## [Quoted passage]
----------------------------------------

EFSA favours essential nutrients in cognitive health claim guidance

Fresh guidance for cognitive health claims in the European Union has spelled out the preference the bloc’s chief science agency has for health benefits of essential nutrients like vitamins and minerals over other nutrients.

“General claims on the maintenance of (unspecified) functions of the nervous system have been proposed for some essential nutrients. The scientific substantiation of these claims was based on the  well-established biochemical role of such nutrients in neural transmission, or on deficiency symptoms  involving the nervous system,” wrote EFSA’s Panel on Dietetic Products, Nutrition and Allergies (NDA).

“For non-essential food constituents, claims on the improvement, maintenance or reduced loss of (unspecified) neural, brain or psychological functions in general are not sufficiently defined for a scientific evaluation.”

‘Normal development’ claims were also considered insufficiently defined, in a guidance that also confirmed the agency’s well-known preference for human, intervention trials above other forms of evidence like animal and in vitro research.

The guidance, while not unexpected as it follows from the general thrust of NDA claim opinions issued since 2008, will not please many nutrient suppliers, as it affirms what they consider to be the agency’s bias for vitamins and minerals, although omega-3s have also won brain development claims among infants.

Cognitive claims

The agency’s health claims panel said potential cognitive claim domains included memory, attention and concentration, alertness, learning, intelligence, language, and problem solving.

----------------------------------------

## [Dataset extract]

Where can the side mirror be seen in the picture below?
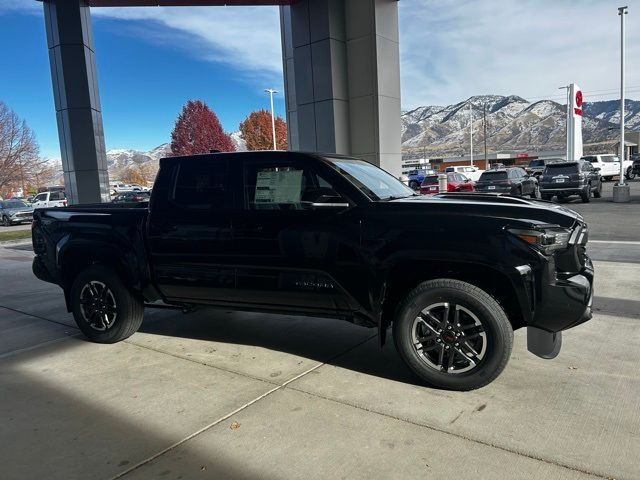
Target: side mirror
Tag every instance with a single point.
(321, 198)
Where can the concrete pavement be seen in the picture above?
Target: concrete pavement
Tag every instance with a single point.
(217, 394)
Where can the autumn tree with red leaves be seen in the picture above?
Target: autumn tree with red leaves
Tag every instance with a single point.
(257, 131)
(198, 130)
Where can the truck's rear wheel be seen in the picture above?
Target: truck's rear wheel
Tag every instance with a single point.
(453, 334)
(103, 308)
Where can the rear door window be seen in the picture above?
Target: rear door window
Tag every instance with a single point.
(284, 186)
(202, 185)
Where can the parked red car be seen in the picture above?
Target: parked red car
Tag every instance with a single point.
(456, 182)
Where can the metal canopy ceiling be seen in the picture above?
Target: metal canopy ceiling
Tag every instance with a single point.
(183, 3)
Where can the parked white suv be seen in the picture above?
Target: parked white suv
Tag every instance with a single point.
(468, 171)
(609, 165)
(50, 199)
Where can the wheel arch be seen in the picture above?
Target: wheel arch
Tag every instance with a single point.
(75, 256)
(408, 274)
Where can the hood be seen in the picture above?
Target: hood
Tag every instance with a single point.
(512, 209)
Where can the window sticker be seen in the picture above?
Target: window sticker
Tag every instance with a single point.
(278, 186)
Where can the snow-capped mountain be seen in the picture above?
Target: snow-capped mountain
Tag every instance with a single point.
(609, 110)
(513, 123)
(118, 158)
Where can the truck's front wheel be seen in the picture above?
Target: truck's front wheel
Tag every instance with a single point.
(453, 334)
(103, 307)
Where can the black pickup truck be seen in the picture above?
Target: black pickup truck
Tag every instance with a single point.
(325, 235)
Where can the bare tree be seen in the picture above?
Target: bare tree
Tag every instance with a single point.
(18, 151)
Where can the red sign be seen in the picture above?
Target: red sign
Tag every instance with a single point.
(578, 108)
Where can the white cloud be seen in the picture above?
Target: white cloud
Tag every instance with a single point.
(245, 38)
(451, 50)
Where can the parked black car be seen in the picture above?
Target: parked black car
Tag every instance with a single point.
(326, 235)
(15, 211)
(510, 180)
(571, 178)
(131, 197)
(536, 166)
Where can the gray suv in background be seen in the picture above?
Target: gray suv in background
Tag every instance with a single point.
(537, 166)
(570, 178)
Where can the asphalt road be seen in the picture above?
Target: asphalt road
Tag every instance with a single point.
(217, 394)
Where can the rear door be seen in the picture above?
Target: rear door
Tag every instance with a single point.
(288, 252)
(189, 231)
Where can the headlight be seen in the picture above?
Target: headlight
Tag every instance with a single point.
(547, 240)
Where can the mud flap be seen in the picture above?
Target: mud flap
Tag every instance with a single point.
(542, 343)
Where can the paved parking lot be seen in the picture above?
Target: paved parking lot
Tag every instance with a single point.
(216, 394)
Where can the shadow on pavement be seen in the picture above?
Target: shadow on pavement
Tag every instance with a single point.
(306, 337)
(617, 306)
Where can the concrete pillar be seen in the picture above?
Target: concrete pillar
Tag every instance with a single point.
(77, 103)
(342, 78)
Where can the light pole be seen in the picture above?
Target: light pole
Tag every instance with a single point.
(471, 131)
(271, 91)
(622, 11)
(621, 192)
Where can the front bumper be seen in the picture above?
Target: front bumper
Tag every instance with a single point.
(565, 300)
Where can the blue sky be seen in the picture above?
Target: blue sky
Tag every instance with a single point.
(151, 60)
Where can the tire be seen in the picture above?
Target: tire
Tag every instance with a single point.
(124, 311)
(598, 191)
(476, 314)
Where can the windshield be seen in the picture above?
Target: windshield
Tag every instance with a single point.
(558, 168)
(371, 180)
(491, 176)
(14, 204)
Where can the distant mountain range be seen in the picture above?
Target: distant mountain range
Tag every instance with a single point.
(119, 158)
(513, 123)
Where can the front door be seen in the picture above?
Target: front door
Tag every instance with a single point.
(190, 231)
(294, 237)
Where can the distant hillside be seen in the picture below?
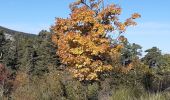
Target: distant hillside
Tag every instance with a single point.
(13, 32)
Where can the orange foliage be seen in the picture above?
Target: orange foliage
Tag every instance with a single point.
(82, 39)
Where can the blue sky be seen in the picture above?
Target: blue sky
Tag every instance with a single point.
(31, 16)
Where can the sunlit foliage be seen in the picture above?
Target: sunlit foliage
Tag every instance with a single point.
(82, 38)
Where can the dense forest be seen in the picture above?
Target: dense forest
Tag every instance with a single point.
(75, 60)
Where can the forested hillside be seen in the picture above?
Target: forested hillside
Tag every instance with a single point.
(77, 60)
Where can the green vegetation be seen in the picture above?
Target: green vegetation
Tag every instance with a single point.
(30, 68)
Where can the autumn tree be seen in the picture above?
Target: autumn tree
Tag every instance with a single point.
(82, 38)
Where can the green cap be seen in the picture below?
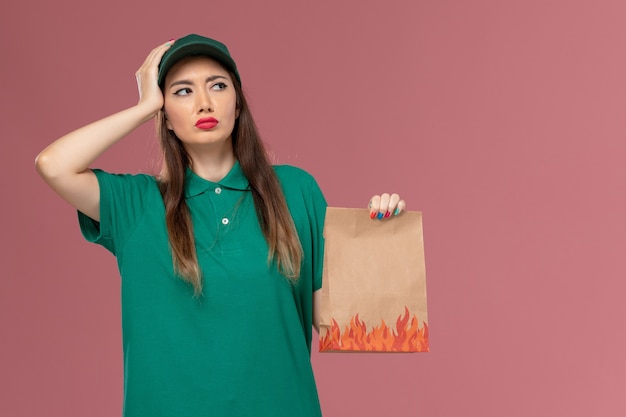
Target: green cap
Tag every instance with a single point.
(196, 45)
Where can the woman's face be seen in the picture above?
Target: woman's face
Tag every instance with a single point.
(200, 102)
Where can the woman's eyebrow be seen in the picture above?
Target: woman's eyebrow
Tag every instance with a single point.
(208, 80)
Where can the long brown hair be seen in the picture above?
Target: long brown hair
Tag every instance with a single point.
(274, 218)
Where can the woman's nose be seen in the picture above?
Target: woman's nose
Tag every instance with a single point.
(204, 102)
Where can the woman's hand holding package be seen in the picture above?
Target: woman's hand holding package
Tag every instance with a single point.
(385, 206)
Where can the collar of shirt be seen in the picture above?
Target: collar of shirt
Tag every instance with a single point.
(195, 185)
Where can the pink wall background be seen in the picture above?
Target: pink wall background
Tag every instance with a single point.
(502, 121)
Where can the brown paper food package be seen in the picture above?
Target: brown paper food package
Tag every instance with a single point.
(374, 283)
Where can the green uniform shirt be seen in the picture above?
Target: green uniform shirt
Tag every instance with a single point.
(243, 348)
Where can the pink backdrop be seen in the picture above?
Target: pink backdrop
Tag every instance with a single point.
(502, 121)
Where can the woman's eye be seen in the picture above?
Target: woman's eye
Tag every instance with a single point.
(219, 86)
(183, 92)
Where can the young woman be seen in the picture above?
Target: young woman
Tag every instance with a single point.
(220, 255)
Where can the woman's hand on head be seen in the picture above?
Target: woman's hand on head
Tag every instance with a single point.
(147, 75)
(386, 205)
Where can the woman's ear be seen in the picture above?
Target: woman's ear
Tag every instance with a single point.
(167, 122)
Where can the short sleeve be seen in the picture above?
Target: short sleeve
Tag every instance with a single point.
(122, 203)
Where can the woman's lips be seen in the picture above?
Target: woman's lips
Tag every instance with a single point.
(206, 123)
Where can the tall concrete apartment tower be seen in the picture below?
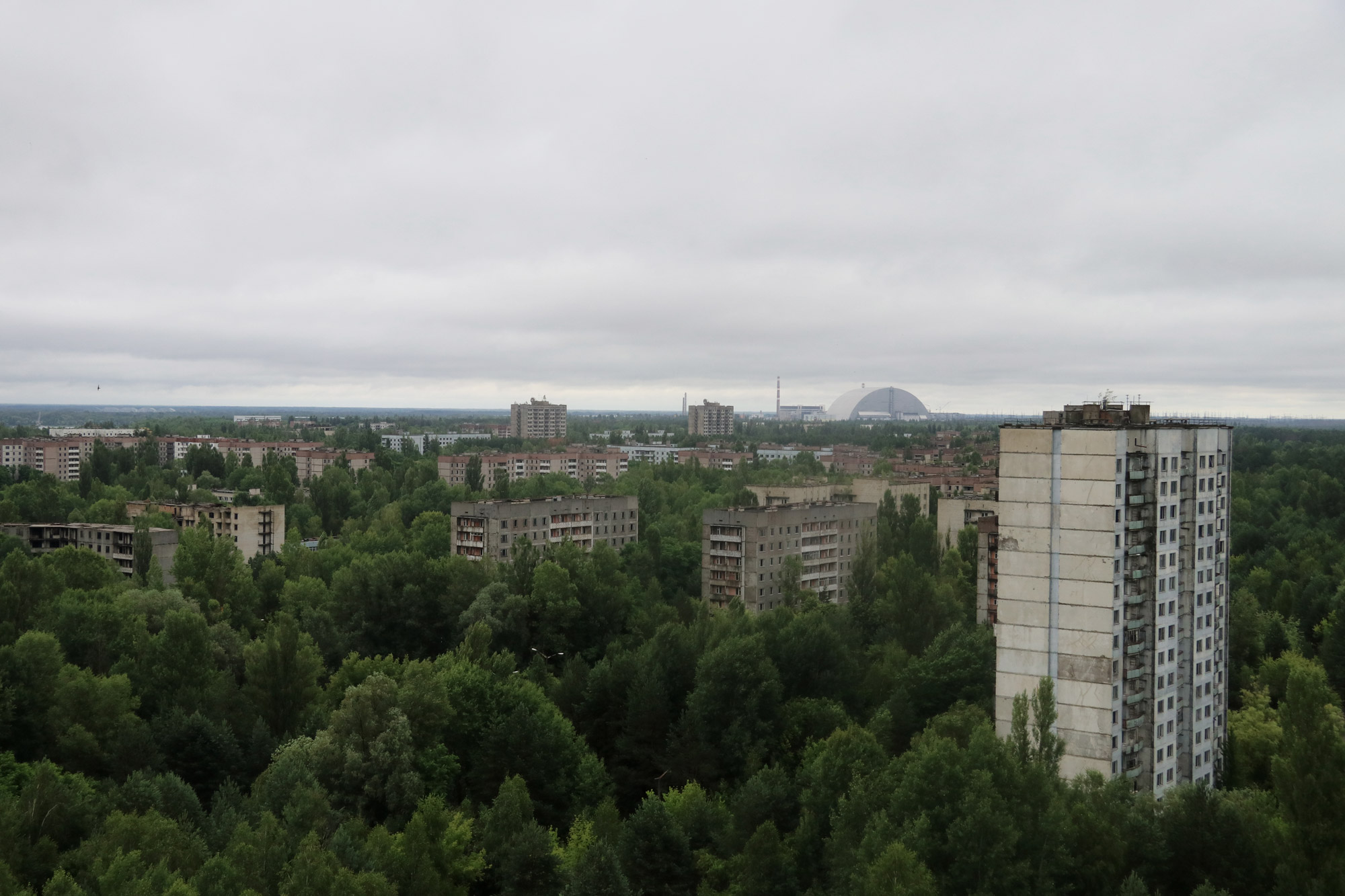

----------------------------------------

## [Problem statement]
According to the article on EFSA's cognitive health claim guidance, what form of evidence does the agency prefer over animal and in vitro research?

## [Answer to this exercise]
Human intervention trials.